■ **What to produce**
An exact restatement of the entire listing is needed, excluding all images.

"""

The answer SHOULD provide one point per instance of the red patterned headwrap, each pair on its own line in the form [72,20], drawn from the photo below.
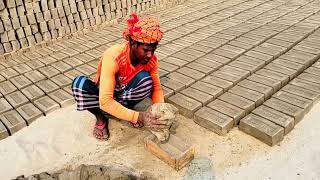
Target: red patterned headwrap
[146,30]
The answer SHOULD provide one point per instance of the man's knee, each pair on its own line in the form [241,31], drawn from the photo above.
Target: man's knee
[142,75]
[78,80]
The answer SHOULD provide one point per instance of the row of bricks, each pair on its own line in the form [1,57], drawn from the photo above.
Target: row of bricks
[265,80]
[72,53]
[62,77]
[51,65]
[267,31]
[277,116]
[15,119]
[268,48]
[228,72]
[50,4]
[248,89]
[45,104]
[49,25]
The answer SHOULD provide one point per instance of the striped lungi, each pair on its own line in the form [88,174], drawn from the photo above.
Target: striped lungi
[86,92]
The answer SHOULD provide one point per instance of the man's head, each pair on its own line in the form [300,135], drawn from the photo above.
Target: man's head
[142,52]
[143,36]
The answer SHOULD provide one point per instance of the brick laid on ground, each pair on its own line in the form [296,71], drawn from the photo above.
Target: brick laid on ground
[274,75]
[29,112]
[275,116]
[262,129]
[313,70]
[175,85]
[274,83]
[186,105]
[305,104]
[224,84]
[238,101]
[228,77]
[200,96]
[9,73]
[286,108]
[256,97]
[283,70]
[7,87]
[4,105]
[62,97]
[61,80]
[214,120]
[46,104]
[235,71]
[187,81]
[200,67]
[13,121]
[208,88]
[191,73]
[300,91]
[266,90]
[20,81]
[16,99]
[310,77]
[47,86]
[32,92]
[306,84]
[34,76]
[3,131]
[61,66]
[289,64]
[230,110]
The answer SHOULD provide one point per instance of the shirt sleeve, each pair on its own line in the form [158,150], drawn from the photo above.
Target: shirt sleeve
[157,93]
[107,85]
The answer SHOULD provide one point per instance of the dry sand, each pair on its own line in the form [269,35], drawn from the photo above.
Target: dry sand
[64,140]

"""

■ **Result below**
The answer SHOULD provide one point per instance of the red patterned headwrap, each pair on its own line in the form [72,20], drawn from the photo below.
Target: red patterned headwrap
[146,30]
The answer SHOULD provide one point per instance of the man's knee, each pair on its own line in the form [241,31], drawn from the photo above.
Target: man's knee
[142,75]
[78,80]
The answer SHOULD provide one point per instance of the row of bricks, each pair on its own line in the form [1,57], drawn from the photo above.
Target: row of bricks
[265,80]
[72,53]
[62,77]
[51,65]
[267,31]
[277,116]
[15,119]
[268,48]
[228,72]
[50,4]
[248,89]
[45,104]
[49,25]
The answer SHOULD provide one point per instance of the striped lungi, each pair on its own line in the form [88,174], drawn from the photo above.
Target: striped lungi
[86,92]
The answer SHOULD provide one point per instance of the man's head, each pair on its own line in the form [300,135], drawn from the photo above.
Target: man's head
[142,52]
[143,36]
The answer SHOULD provide one point per instance of the brick laid on ground, each pair on its own line in the form [296,71], drawn from the photo above.
Target: brick laid on ground
[274,75]
[29,112]
[275,116]
[262,129]
[313,70]
[175,85]
[274,83]
[186,105]
[305,104]
[224,84]
[238,101]
[228,77]
[200,96]
[9,73]
[286,108]
[256,97]
[283,70]
[7,87]
[4,105]
[62,97]
[61,80]
[214,120]
[46,104]
[235,71]
[187,81]
[200,67]
[13,121]
[208,88]
[191,73]
[300,91]
[266,90]
[20,81]
[16,99]
[310,77]
[47,86]
[32,92]
[306,84]
[34,76]
[3,131]
[61,66]
[289,64]
[230,110]
The answer SHOULD provide one point per instance of the shirt sleeve, each pair on its own line in the form [158,150], drawn from the photo above.
Target: shirt sleeve
[157,93]
[107,85]
The answer SHOULD provide one point per instance of the dry sand, each pair on its own line in the form [269,35], drawn from the photo above.
Target: dry sand
[64,140]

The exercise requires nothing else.